DOCUMENT PASSAGE →
I always thought that all Poly Vinyl Acetate (PVA) “white” glues were equivalent. Here in Canada the most common brand is LePage “Multi-purpose white glue”, while in the USA it is probably Elmer’s “Glue-All”.
I have both and was interested in which might be better for gluing ballast and scenery materials. To see if there was any obvious difference, I poured a small amount of each onto a plastic lid and let them dry. After one day, I was surprised to see a very marked difference between the two glues. You can see it in the photo.
Both were peeled off of the lid and flexed. The LePage immediately snapped in two, while the Elmer’s simply bent. I left them for a few more days to see if the Elmer’s would dry out some more and become brittle, but after many days it is still very flexible.
Exactly how this will affect their use as a scenery glue is not clear to me, but I would think that a little flexibility for scenery would be a good thing, so I’ll keep using Elmer’s as long as I can get it.

COLLECTED DATA →
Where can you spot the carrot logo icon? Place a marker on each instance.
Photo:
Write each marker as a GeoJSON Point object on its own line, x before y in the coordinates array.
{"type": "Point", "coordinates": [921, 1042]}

REQUIRED WORK → Continue the glue comparison text from the point where it stops.

RESPONSE BELOW →
I am getting back to installing rock casting along a couple of steep slopes near the staging yards. I have been unhappy with using dilute washes of acrylic paint to stain the plaster rocks, as it is hard to control the colour you get, and any differences in plaster density show up as unnatural variations. This is especially noticeable when a different material is used to fill in between the plaster castings, such as spackling paste or some other filler. Patching between casting is necessary to blend the rock work into one seamless continuum, and any indication of where the joints are is very distracting. I had experimented with mixing special blends of different plasters to achieve the right density so that it would absorb the stain equally to the cast in place rocks, but this approach never really worked well and it was a lot of hassle.
A much better way was found during some searching online. I remembered that Joel Bragdon uses a plastic foam material for his “Geodesic Foam Scenery” approach. This hardens to a plastic that does not accept stain at all, so I figured that he must have a different way of colouring his rock castings. While I do not use his foam material, I thought the idea would be worth pursuing.
He says that because the foam will not accept stain, it is necessary to paint it with thin washes. The trick here is that he first primes the castings with artists “Gesso” before applying the washes.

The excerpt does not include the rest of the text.